EXERCISE
Could you return every record below word for word, leaving out the pictures?

-------- EXCERPTED RECORDS --------

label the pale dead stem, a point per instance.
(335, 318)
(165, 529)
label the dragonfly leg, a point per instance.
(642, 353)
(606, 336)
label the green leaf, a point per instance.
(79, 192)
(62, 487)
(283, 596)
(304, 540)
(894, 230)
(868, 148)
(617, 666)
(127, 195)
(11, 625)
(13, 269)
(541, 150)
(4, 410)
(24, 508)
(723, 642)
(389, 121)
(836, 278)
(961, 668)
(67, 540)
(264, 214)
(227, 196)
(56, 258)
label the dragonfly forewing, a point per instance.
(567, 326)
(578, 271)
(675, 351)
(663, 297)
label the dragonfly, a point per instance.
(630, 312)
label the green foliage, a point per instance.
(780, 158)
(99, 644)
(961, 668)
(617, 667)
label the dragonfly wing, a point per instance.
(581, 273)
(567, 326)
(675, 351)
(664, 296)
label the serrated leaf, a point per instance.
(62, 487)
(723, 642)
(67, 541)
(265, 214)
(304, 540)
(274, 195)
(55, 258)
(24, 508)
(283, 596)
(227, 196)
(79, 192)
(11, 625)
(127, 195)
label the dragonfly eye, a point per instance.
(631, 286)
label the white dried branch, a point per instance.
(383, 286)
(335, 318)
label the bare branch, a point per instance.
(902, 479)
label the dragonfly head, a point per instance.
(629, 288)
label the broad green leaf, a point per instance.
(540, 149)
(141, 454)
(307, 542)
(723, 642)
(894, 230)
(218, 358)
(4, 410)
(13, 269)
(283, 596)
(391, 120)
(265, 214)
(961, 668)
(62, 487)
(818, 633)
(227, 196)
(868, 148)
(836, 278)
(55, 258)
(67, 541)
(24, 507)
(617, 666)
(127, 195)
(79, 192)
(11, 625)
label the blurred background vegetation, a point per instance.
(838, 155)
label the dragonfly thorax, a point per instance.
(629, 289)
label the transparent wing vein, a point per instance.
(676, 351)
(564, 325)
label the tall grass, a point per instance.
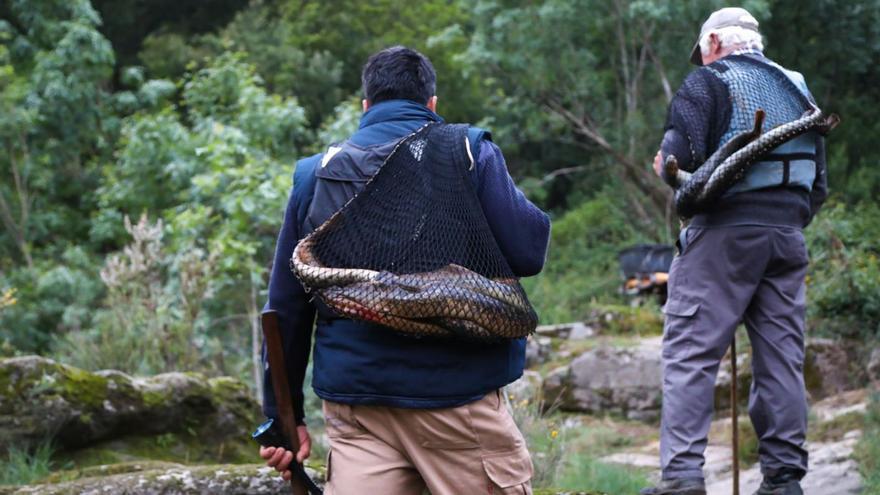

--------

YOUR SOLUTION
label the pale dead stem, a point per instance.
(335, 318)
(165, 529)
label the dragonfly leg, a point per instance.
(642, 353)
(606, 336)
label the green leaf, a point per instance.
(79, 192)
(62, 487)
(283, 596)
(304, 540)
(894, 230)
(868, 148)
(617, 666)
(127, 195)
(11, 625)
(13, 269)
(541, 150)
(4, 410)
(24, 508)
(723, 642)
(389, 121)
(836, 278)
(961, 668)
(67, 540)
(264, 214)
(227, 196)
(56, 258)
label the dragonfly forewing, a point per instance.
(567, 326)
(578, 271)
(675, 351)
(663, 297)
label the dragonfly, a point per instance.
(630, 312)
label the green foliage, a point per instance.
(780, 158)
(99, 644)
(961, 668)
(617, 667)
label the dragonfly wing, a point per instance.
(581, 273)
(567, 326)
(675, 351)
(664, 296)
label the serrated leaf, a point per instance.
(62, 487)
(723, 642)
(67, 541)
(265, 214)
(304, 540)
(274, 195)
(55, 258)
(24, 508)
(283, 596)
(227, 196)
(79, 192)
(11, 625)
(127, 195)
label the dragonfly eye, a point per instance.
(631, 286)
label the white dried branch, a point per instance.
(383, 286)
(335, 318)
label the bare branch, a point per instance.
(902, 479)
label the dragonfly head, a point per instance.
(629, 288)
label the broad green leaf, a point per instance.
(540, 149)
(141, 454)
(307, 542)
(723, 642)
(894, 230)
(218, 358)
(4, 410)
(13, 269)
(283, 596)
(391, 120)
(265, 214)
(961, 668)
(62, 487)
(818, 633)
(227, 196)
(868, 148)
(836, 278)
(55, 258)
(67, 541)
(24, 507)
(617, 666)
(127, 195)
(79, 192)
(11, 625)
label the blurred background vegetation, a point per instance.
(838, 155)
label the dragonfly thorax, a point per instance.
(629, 289)
label the transparent wing vein, a point per instance.
(676, 351)
(564, 325)
label the tall grass, a point per instance.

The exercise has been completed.